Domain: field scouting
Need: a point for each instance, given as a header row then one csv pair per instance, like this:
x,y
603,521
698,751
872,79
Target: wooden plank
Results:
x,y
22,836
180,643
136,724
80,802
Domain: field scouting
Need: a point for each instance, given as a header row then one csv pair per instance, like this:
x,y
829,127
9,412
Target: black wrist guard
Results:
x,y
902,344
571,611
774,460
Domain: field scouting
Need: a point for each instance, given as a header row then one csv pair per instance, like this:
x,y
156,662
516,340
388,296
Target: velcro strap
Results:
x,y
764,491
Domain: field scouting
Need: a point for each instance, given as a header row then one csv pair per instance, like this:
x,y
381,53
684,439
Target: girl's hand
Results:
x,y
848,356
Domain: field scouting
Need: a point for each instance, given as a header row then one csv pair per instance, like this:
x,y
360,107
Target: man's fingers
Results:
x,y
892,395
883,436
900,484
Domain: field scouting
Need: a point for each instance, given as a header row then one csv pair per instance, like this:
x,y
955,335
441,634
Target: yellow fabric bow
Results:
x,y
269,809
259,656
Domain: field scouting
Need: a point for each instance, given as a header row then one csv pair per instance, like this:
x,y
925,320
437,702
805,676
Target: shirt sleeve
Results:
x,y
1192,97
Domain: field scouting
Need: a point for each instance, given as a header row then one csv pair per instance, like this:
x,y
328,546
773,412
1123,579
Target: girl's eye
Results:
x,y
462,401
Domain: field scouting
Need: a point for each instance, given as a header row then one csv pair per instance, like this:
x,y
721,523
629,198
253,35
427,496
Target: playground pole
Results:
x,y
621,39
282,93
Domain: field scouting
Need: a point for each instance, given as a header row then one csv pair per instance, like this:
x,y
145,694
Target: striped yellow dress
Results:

□ □ □ □ □ □ □

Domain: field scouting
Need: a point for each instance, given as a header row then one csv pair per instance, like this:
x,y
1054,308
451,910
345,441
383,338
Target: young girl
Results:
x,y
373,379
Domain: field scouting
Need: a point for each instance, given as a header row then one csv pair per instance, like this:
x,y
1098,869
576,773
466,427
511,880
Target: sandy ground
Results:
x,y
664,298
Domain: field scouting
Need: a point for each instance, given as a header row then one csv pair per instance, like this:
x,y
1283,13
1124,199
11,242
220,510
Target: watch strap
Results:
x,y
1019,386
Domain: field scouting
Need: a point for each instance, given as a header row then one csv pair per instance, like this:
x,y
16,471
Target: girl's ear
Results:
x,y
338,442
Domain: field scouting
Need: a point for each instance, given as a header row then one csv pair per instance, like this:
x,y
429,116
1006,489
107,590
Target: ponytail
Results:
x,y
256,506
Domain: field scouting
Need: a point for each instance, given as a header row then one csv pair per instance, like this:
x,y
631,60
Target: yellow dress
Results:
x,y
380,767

□ □ □ □ □ □ □

What is being asked:
Count the lines in the records above that contain the string "dress", matching case exactly. Reply with the number only.

Answer to this problem:
2